Exercise tasks –
1. From the Supreme Court report, reproduce the passage from "AOR Nikhil Jain" up to and including "void and unenforceable.".
2. Answer these questions from the Supreme Court report:
(a) Which High Court delivered the judgment that the appeal challenged?
(b) Who represented the Respondent?
(c) Which court decreed the suit ex parte?
3. Continue the Supreme Court report from its last sentence.

Reading passage –

· · · ·

Courts Shouldn’t Shut Out Cases On Mere Technicalities, Can’t Let Party Suffer Due To Fault Committed By Their Counsel: Supreme Court

Tulip Kanth
|
21 Dec 2024 12:15 PM IST

The Supreme Court reiterated that the Courts should not shut out cases on mere technicalities but rather afford an opportunity to both sides and thrash out the matter on merits. Further, it cannot let the party suffer due to negligence or fault committed by their counsel.

The Apex Court was considering an Appeal challenging the final judgement of the Allahabad High Court dismissing the Writ Petition and upholding the order of the District Judge. The High Court had effectively dismissed the restoration application, confirming the ex parte decree passed in favor of the Respondent.

The Division Bench comprising Justice Vikram Nath and Justice Prasanna B. Varale asserted, “The High Court has erred in taking a hyper technical view and concluding that there was violation of mandatory provision of law. Endorsing such a view would effectively mean ignoring the purpose of judicial procedure. The procedure cannot stand in the way of achieving a just and fair outcome. In the present case, the Appellant acted bona fide and diligently. His conduct does not violate any rule of law.”

AOR Nikhil Jain represented the Appellants while AOR Krishna Ballabh Thakur represented the Respondent.

The Respondent-Plaintiff Prithviraj Singh had instituted a civil suit seeking declaration of a sale deed as null and void on the ground of fraud played by the Appellant-defendant. The Plaintiff averred that his grandfather was a bhumidhar with transferable rights of two agricultural plots. In the name of providing treatment, Appellant-defendant Dwarika Prasad took the plaintiff’s grandfather and got a sale deed executed by his grandfather by way of fraud in his favour. The Court of First Additional Munsif decreed the suit ex parte and declared the sale deed in question to be void and unenforceable.

· · · ·

Extracted material –
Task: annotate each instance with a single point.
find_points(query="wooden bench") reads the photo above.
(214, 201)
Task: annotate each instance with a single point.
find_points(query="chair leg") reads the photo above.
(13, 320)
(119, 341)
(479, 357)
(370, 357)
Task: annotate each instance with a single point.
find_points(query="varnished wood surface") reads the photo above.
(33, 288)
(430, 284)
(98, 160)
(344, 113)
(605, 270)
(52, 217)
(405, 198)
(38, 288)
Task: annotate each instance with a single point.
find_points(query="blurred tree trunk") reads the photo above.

· · · ·

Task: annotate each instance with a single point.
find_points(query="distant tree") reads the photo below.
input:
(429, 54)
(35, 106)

· · · ·

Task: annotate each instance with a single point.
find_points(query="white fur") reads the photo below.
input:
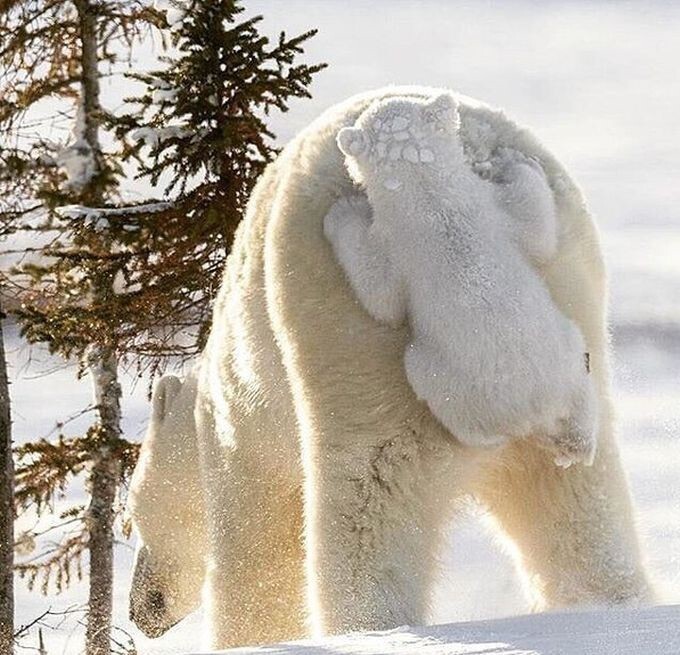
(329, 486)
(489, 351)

· · · ·

Answers provided –
1.
AOR Nikhil Jain represented the Appellants while AOR Krishna Ballabh Thakur represented the Respondent.

The Respondent-Plaintiff Prithviraj Singh had instituted a civil suit seeking declaration of a sale deed as null and void on the ground of fraud played by the Appellant-defendant. The Plaintiff averred that his grandfather was a bhumidhar with transferable rights of two agricultural plots. In the name of providing treatment, Appellant-defendant Dwarika Prasad took the plaintiff’s grandfather and got a sale deed executed by his grandfather by way of fraud in his favour. The Court of First Additional Munsif decreed the suit ex parte and declared the sale deed in question to be void and unenforceable.

2.
(a) The Allahabad High Court.
(b) AOR Krishna Ballabh Thakur.
(c) The Court of First Additional Munsif.

3.
The Appellant-defendant filed restoration application under Order IX Rule 13 and Section 151 of CPC stating that he was uneducated and an old aged person unable to understand Court proceedings. He had put full faith in his previous counsel Shri Ramgopal Singh. However, the Respondent and his brothers publicly said to the Appellant that they have got the sale deed cancelled and have also got the name of the Appellant removed. The Appellant then appointed Ashok Kumar Verma as his counsel who found the copy of the ex parte decree and this is how the restoration application came to be filed. It was the appellant’s case that his previous counsel played fraud over him as he conspired with Respondent.

The Trial Court allowed the restoration application and set aside the ex parte decree. However, the Respondent’s Revision under section 115 of CPC against the order of the Trial Court claiming that the restoration application was time barred and the Appellant had knowledge of ex parte decree since beginning, was allowed. The High Court confirmed this view. Aggrieved thereby, the appellant approached the Apex Court.

At the outset, the Bench said, “We are of the opinion that the High Court has erred in upholding the order of the Additional District Judge. The Trial Court had rightly allowed the restoration application filed by the Appellant under Order IX Rule 13 of CPC. It is well settled that Courts should not shut out cases on mere technicalities but rather afford opportunity to both sides and thrash out the matter on merits. Further, we cannot let the party suffer due to negligent or fault committed by their counsel.”

The Bench observed that in the present case, the appellant trusted his counsel to manage the suit proceedings. However, he was not made aware of the ex-parte decree by his previous counsel. It was only after the appointment of the new counsel, the appellant got to know about the exparte decree. “Therefore, the Additional Sessions Judge ought not to have exercised the revisional jurisdiction in interfering with the order of the Trial Court where it had exercised its discretion in setting aside the ex-parte decree for justifiable reasons accepting the reasons given by the defendant-appellant”, it said.

Noting that there was no need to file a separate application for condonation of delay in the present case as well, the Bench held that the High Court had erred in taking a hyper technical view. As per the Bench, the appellant did act bona fide and diligently.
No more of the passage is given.